Late last year, Chinese officials reactivated a machine of the state that had lain idle for almost four decades. The government reconvened its Central Urban Work Conference and gave it a crucial task — to report back on how to revamp and revitalize the nation’s growing, and choking, cities.

When the expert group issued its recommendations last month, it backtracked on many of the country’s previous urban policies that had prized growth above all else. The new plan promises denser streets, to break the damaging reign of the car, mixed-use neighbourhoods with greater diversity, and more investment in public transport. China has long been said to have ‘a thousand cities with the same face’. Now it is trying to put a smile on them.

Amid the scientific and social priorities for the coming years, the study and design of cities must be right at the top. Humans are now an urban species and have been since city dwellers started to outnumber rural folk for the first time almost a decade ago. The trend is set to continue, and the United Nations has estimated that 70% of the global population will live in an urban environment by 2050.

What kind of environment will that be? The signs so far are not good. Too many people, especially those in rapidly developing (and urbanizing) countries experience city life much as Charles Dickens put it in his 1850s work Little Dorrit: “Miles of close wells and pits of houses, where the inhabitants gasped for air, stretched far away towards every point of the compass. Through the heart of the town a deadly sewer ebbed and flowed, in the place of a fine fresh river.”

Urban science has some way to go to restore its reputation.

* [Aim of the task]: Retype the stretch of the passage on China's urban policy from "Late last year, Chinese" through "and choking, cities.", keeping every word and mark as it stands.

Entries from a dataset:
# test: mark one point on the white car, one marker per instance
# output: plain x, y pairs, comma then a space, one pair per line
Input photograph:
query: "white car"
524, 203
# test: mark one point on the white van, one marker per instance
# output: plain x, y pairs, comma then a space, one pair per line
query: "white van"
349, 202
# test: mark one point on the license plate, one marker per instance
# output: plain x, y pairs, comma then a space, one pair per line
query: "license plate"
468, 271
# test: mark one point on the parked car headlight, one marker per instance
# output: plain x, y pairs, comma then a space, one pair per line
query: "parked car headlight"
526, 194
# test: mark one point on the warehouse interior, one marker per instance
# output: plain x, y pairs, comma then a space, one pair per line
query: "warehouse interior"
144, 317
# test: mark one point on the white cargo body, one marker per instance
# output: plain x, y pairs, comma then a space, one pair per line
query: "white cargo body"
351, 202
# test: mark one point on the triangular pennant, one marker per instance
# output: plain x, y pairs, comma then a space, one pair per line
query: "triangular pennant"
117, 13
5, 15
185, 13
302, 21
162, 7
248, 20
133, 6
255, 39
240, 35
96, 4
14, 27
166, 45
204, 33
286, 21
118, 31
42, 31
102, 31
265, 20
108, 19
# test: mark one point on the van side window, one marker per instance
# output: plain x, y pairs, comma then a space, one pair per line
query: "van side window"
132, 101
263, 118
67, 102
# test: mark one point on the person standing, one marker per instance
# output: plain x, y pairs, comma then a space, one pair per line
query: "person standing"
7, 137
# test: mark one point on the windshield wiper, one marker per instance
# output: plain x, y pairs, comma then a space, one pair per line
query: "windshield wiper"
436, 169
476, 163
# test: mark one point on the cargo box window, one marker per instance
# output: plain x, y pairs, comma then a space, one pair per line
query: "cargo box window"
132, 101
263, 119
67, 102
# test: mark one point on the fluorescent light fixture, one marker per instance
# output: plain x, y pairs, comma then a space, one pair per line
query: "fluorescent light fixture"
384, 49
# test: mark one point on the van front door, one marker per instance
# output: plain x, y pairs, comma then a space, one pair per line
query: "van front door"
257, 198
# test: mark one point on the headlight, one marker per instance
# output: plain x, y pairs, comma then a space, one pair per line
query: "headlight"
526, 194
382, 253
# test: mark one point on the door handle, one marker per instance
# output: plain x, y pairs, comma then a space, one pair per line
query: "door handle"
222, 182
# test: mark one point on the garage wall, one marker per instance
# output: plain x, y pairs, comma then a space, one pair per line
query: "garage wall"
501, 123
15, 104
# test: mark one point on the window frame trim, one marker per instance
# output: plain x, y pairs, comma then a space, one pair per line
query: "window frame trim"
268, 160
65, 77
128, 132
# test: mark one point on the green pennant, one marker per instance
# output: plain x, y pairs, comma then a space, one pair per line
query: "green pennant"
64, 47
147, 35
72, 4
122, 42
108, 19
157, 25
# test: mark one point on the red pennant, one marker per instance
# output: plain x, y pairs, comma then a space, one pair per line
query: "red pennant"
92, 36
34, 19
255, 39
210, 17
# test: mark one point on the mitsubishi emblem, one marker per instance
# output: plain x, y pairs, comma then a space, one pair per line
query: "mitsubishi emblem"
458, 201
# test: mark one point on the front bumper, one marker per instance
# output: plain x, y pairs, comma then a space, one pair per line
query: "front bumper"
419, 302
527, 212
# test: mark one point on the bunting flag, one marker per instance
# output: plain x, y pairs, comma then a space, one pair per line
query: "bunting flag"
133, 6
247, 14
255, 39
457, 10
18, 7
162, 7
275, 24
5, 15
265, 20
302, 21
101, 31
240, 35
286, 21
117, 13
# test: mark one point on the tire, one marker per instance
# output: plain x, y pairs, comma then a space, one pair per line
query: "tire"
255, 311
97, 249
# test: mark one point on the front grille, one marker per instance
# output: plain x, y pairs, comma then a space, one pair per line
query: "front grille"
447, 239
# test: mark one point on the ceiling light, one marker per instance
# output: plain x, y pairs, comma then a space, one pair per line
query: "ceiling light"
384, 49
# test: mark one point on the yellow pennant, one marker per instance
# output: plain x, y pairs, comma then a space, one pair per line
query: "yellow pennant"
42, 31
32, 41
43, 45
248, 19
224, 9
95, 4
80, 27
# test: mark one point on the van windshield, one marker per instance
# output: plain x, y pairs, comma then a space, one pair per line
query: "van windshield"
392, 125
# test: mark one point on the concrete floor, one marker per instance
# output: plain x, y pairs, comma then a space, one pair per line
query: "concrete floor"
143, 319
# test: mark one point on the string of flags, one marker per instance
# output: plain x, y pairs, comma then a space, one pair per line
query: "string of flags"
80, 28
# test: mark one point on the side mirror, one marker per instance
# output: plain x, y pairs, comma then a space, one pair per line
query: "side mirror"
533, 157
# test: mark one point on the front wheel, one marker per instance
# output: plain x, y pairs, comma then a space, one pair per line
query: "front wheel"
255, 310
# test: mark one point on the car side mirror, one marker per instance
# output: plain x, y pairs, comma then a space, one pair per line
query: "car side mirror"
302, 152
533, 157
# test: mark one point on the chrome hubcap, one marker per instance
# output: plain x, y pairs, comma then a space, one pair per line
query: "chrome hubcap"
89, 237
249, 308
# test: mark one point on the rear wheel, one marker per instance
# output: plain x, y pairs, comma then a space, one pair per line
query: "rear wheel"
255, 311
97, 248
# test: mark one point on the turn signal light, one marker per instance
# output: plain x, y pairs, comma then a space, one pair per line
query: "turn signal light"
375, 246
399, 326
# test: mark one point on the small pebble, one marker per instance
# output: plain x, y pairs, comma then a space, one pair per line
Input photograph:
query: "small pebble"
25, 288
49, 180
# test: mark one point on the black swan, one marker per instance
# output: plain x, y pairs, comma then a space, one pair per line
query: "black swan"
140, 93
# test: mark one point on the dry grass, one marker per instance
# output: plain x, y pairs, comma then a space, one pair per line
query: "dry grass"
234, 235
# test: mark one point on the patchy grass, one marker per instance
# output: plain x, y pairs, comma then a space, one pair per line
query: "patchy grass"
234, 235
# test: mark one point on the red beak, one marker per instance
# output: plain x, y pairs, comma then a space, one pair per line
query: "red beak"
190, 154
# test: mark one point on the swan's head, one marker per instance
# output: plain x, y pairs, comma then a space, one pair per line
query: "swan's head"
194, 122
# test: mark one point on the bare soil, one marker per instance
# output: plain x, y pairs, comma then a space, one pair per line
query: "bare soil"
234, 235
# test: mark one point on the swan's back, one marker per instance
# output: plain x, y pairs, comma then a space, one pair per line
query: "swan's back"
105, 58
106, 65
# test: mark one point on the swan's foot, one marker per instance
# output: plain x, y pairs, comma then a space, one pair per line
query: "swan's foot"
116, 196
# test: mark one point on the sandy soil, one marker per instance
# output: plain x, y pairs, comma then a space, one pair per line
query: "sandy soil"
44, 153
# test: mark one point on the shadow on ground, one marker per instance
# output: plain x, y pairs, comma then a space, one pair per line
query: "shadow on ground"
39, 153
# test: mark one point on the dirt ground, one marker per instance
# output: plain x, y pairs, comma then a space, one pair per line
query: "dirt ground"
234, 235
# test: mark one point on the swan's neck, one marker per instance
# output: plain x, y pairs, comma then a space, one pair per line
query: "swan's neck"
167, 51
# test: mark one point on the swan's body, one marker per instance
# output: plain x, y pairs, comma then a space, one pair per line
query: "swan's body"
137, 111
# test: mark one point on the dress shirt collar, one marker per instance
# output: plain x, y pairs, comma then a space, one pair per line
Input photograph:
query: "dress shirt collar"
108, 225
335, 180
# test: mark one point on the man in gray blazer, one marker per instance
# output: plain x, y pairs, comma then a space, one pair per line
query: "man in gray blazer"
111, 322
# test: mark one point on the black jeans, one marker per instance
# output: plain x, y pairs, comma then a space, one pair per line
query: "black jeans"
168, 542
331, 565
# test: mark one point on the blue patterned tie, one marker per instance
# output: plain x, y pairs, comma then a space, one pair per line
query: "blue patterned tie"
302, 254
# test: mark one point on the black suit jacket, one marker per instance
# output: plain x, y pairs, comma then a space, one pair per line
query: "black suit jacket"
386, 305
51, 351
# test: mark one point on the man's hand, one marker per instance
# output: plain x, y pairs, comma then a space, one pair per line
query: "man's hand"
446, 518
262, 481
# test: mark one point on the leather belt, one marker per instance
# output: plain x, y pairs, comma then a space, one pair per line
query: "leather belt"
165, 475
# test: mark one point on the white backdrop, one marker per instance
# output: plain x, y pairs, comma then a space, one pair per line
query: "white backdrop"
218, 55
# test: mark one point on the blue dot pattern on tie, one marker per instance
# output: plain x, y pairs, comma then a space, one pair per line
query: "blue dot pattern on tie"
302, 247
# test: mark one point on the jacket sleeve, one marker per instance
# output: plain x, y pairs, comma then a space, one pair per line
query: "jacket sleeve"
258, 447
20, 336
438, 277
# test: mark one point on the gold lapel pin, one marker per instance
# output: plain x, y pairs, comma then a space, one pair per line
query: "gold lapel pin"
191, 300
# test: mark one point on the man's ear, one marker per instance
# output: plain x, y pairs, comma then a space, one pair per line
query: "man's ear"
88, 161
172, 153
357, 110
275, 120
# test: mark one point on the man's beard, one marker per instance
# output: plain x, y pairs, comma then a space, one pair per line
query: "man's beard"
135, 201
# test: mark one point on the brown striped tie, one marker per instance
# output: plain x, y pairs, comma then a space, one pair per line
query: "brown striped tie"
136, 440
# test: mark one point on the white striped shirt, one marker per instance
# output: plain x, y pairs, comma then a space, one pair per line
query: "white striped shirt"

* [Full solution]:
Late last year, Chinese officials reactivated a machine of the state that had lain idle for almost four decades. The government reconvened its Central Urban Work Conference and gave it a crucial task — to report back on how to revamp and revitalize the nation’s growing, and choking, cities.